* Task instructions
Could you convert the records into a JSON list of strings, one string per line with blank lines skipped, starting at the line containing "Confirm that each instance of the clear" and ending at the line containing "[[674, 394], [686, 393], [703, 397]]"? Leave the pictures out, and include nothing outside that stretch.

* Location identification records
....................

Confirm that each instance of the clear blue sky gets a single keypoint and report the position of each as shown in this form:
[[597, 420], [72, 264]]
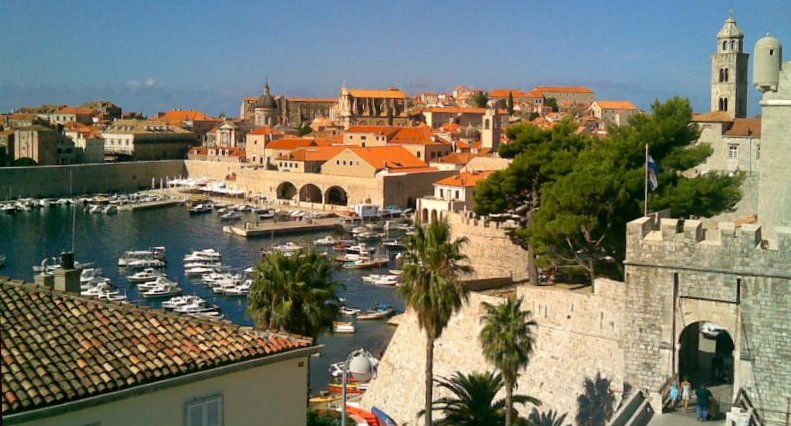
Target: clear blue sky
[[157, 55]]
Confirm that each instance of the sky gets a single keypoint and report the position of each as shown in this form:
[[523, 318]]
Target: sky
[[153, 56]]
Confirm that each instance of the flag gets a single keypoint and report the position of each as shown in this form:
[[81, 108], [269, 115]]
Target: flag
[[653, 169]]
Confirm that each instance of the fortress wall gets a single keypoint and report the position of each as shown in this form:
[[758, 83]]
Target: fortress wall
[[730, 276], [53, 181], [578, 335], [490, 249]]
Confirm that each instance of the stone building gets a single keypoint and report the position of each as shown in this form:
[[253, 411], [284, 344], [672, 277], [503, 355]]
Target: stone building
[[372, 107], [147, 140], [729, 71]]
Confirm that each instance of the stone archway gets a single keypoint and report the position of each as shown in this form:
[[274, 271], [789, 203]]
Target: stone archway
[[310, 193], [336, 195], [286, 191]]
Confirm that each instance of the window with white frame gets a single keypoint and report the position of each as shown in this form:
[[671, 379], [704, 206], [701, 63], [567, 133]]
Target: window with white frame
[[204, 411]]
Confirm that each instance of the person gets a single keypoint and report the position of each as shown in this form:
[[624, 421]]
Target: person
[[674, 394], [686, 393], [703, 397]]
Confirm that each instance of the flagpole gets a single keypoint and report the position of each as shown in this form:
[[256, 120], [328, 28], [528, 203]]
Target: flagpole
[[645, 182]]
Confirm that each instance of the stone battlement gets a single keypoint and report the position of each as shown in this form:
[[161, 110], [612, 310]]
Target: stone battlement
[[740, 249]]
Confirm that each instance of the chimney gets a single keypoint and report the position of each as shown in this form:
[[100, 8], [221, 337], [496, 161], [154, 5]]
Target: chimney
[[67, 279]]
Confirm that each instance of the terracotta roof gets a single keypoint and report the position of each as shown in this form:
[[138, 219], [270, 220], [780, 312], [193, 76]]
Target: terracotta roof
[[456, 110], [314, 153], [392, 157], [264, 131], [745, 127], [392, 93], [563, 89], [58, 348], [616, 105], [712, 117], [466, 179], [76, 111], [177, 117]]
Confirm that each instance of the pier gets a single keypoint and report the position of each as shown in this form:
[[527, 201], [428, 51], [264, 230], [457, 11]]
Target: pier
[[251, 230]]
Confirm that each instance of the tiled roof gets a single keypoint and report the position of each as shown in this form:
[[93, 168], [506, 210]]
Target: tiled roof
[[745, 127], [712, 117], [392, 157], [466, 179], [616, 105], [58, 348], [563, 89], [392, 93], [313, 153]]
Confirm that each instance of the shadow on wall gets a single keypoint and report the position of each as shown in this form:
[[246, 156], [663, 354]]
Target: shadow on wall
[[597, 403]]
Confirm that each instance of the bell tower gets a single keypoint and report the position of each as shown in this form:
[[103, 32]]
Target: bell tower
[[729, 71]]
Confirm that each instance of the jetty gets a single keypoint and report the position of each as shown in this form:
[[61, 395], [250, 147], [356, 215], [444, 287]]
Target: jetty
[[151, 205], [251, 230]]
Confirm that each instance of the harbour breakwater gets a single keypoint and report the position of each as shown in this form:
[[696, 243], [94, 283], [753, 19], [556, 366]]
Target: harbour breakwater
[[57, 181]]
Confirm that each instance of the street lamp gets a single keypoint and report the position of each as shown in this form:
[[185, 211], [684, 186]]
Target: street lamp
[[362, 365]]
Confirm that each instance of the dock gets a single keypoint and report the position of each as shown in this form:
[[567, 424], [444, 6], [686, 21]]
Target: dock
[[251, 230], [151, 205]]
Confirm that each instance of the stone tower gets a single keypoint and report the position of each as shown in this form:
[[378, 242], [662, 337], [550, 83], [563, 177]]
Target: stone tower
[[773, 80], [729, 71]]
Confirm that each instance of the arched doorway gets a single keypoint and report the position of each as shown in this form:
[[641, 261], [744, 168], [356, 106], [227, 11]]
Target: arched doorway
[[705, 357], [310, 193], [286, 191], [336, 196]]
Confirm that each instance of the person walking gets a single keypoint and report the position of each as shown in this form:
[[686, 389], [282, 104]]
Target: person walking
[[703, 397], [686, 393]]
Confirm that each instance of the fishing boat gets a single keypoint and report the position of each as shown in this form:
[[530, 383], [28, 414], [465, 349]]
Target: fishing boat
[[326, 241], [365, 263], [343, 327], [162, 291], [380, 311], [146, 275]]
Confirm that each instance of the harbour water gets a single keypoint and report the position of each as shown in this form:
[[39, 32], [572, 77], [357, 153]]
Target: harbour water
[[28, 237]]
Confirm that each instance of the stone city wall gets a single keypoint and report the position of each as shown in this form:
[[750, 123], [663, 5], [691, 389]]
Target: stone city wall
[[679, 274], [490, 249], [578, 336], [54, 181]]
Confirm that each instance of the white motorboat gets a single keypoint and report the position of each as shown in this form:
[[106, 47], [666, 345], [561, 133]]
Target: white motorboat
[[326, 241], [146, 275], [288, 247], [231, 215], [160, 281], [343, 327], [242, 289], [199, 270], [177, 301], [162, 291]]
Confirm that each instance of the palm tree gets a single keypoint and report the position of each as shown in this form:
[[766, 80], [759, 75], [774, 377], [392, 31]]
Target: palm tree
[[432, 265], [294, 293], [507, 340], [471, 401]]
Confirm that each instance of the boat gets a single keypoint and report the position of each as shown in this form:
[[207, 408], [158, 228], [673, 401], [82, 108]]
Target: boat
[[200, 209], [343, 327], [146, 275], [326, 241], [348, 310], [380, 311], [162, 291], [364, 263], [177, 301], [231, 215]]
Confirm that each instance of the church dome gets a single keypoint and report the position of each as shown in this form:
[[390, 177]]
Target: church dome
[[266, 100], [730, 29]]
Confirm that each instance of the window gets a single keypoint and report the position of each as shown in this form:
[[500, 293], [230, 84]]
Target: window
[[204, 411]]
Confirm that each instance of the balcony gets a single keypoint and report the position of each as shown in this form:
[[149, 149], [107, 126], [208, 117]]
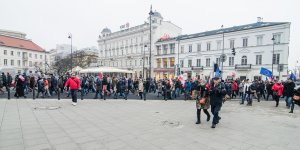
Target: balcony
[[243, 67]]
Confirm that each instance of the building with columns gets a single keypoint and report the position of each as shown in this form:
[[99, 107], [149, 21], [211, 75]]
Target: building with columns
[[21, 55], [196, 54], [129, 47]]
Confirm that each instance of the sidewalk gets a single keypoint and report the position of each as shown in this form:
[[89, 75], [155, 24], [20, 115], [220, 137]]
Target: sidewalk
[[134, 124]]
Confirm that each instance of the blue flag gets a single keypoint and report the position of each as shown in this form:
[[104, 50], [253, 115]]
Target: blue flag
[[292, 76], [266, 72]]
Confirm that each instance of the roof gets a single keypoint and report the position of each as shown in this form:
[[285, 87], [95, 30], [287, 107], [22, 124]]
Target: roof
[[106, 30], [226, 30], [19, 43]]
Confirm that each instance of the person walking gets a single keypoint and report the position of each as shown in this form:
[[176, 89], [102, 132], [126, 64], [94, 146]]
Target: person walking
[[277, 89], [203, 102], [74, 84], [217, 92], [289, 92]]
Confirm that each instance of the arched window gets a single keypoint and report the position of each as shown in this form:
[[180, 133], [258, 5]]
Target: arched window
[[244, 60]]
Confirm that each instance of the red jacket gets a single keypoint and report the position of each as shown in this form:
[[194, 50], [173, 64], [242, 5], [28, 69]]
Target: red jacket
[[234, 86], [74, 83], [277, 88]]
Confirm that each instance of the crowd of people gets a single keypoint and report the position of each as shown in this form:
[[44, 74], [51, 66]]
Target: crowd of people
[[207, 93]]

....................

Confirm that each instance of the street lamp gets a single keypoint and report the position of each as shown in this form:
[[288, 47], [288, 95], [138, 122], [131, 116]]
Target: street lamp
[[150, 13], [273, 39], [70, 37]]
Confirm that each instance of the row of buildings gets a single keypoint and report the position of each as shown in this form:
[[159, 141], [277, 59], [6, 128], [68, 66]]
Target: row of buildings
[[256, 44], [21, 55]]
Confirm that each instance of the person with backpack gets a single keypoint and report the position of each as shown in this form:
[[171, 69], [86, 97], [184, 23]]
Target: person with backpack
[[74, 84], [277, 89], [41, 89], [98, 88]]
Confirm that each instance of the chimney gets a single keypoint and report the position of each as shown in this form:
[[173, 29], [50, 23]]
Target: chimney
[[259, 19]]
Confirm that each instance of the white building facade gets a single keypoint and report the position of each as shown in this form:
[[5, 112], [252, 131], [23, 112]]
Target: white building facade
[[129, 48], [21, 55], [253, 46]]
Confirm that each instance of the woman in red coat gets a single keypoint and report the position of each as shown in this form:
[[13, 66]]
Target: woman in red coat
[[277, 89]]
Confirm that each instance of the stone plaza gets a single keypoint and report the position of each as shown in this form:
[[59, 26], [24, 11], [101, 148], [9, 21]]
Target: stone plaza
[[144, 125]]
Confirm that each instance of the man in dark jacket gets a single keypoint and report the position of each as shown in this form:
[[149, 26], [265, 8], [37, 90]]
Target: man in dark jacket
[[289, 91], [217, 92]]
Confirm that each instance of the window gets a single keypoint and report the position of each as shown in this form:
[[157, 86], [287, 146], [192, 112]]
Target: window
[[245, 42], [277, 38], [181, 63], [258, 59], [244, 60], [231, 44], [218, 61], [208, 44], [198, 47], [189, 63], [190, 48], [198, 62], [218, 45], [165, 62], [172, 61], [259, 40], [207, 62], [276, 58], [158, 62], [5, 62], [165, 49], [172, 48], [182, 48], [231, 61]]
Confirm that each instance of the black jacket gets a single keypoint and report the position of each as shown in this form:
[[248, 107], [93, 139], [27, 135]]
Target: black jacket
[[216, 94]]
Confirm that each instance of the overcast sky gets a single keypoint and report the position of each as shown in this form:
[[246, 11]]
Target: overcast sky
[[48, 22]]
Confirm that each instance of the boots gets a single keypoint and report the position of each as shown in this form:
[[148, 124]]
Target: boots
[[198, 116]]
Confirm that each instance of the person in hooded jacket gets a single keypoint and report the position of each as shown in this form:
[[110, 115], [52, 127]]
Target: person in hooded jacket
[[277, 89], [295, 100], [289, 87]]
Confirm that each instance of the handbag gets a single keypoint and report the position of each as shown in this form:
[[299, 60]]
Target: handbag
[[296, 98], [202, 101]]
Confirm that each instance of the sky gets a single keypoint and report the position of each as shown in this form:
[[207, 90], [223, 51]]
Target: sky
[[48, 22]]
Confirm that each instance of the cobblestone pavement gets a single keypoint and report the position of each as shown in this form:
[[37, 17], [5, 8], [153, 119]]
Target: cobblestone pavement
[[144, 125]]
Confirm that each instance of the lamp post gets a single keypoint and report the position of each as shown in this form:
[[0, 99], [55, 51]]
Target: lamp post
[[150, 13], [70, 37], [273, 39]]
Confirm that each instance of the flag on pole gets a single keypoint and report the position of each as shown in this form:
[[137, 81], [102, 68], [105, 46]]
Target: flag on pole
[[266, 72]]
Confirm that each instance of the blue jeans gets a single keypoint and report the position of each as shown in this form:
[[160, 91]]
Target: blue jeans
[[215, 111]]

....................

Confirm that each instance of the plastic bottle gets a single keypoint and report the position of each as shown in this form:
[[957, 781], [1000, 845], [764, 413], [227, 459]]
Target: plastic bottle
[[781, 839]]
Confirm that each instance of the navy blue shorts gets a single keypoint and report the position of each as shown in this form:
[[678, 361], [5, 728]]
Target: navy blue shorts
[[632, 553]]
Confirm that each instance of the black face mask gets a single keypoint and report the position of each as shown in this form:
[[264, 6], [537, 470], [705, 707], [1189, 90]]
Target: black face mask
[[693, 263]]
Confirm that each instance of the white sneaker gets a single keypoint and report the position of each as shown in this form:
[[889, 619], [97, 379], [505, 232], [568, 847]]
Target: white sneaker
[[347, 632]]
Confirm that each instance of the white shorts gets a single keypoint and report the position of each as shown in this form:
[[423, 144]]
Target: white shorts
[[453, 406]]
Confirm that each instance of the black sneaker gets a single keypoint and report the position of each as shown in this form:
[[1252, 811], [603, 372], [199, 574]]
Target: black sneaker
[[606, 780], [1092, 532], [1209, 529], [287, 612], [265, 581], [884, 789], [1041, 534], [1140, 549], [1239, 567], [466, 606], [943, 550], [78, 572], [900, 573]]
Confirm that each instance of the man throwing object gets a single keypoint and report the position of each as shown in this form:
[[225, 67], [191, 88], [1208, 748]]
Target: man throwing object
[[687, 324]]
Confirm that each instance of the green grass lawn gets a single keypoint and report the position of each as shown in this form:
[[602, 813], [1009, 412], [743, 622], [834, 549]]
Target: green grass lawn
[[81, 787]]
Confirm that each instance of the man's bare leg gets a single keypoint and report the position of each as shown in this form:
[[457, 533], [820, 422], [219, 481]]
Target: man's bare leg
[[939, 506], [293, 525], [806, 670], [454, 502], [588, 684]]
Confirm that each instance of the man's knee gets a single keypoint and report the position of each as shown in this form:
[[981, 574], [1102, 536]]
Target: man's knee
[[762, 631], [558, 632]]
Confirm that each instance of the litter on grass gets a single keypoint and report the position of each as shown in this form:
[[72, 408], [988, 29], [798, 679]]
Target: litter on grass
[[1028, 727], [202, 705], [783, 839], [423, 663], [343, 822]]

....................

* Solution
[
  "Confirm that each instance of the clear blue sky gets a single keypoint and report the position of each as shown in this form:",
  "[[597, 420], [72, 264]]",
  "Target: clear blue sky",
  "[[157, 55]]",
  "Confirm that each instance of the sky gets a single keypoint and report the position of each as shown in this form:",
  "[[523, 318]]",
  "Target: sky",
  "[[153, 56]]",
  "Confirm that each instance of the flag gets a single keypoint and report the position of each as shown in this form:",
  "[[81, 108], [269, 115]]",
  "Target: flag",
  "[[653, 169]]",
  "Confirm that each instance of the fortress wall gets a single keypoint and report the position of each as shown in this form:",
  "[[758, 83]]",
  "Target: fortress wall",
  "[[730, 276], [53, 181], [578, 335], [490, 249]]",
  "Confirm that each instance of the stone building gets a single keypoint and report the position of each as shown in this form:",
  "[[253, 411], [284, 344], [672, 277], [503, 355]]",
  "Target: stone building",
  "[[372, 107], [147, 140], [729, 71]]",
  "Confirm that each instance of the stone archway gets a single keypoint and report the position of each as shown in this form:",
  "[[274, 271], [789, 203]]",
  "Target: stone archway",
  "[[310, 193], [336, 195], [286, 191]]",
  "Confirm that each instance of the window with white frame gets a single keypoint and report the position of each as shown in this form:",
  "[[671, 379], [704, 206], [701, 63], [567, 133]]",
  "Target: window with white frame",
  "[[204, 411]]",
  "Confirm that each instance of the person gets a single keypoint and report the position of each as shown in this form:",
  "[[624, 421]]",
  "Target: person",
  "[[674, 394], [686, 393], [703, 397]]"
]